I had always assumed that the word jock (as in sportsman) came from
jock-strap, and it does. But the OED informs one that jock-strap is
extremely literal, since the jock that is strapped refer to the genitals
of a man (or, more rarely, a woman). It is defined in that sense by a
dictionary as far back as 1790, and that meaning is preserved in a 1972
Dictionary of Contemporary and American Usage (again per OED).
Eric

On Thu, 12 Aug 2004, D. Barton Johnson wrote:

> ------------------
> Inspired by Eric's stimulating comments, I thought of a
> few things.
>
> Perhaps the J boys--Jack, Jake, Jacque, Jimmy--could be genitals too. That
> is not only from my fantasy, but also from ADA: "Marina knew aroma and
> hombre, and an anatomical term with a "j" hanging in the middle" (I. 6).
> Brian Boyd's note: El ojo means "the eye" and was the title of the 1967
> Spanish translation of Nabokov's novella The Eye; cojon means "testicle"
> (from ADAonline).
> It cannot be said about Julia, though.

- [Data]:
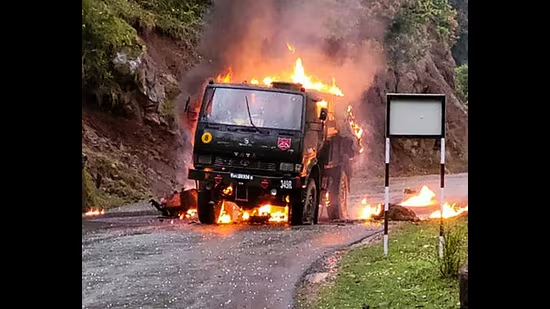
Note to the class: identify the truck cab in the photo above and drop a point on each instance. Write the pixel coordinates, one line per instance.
(259, 145)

- [Short exercise]:
Copy out the post on the origin of "jock," everything from "I had always" down to "(again per OED).", word for word.

- [Written answer]:
I had always assumed that the word jock (as in sportsman) came from
jock-strap, and it does. But the OED informs one that jock-strap is
extremely literal, since the jock that is strapped refer to the genitals
of a man (or, more rarely, a woman). It is defined in that sense by a
dictionary as far back as 1790, and that meaning is preserved in a 1972
Dictionary of Contemporary and American Usage (again per OED).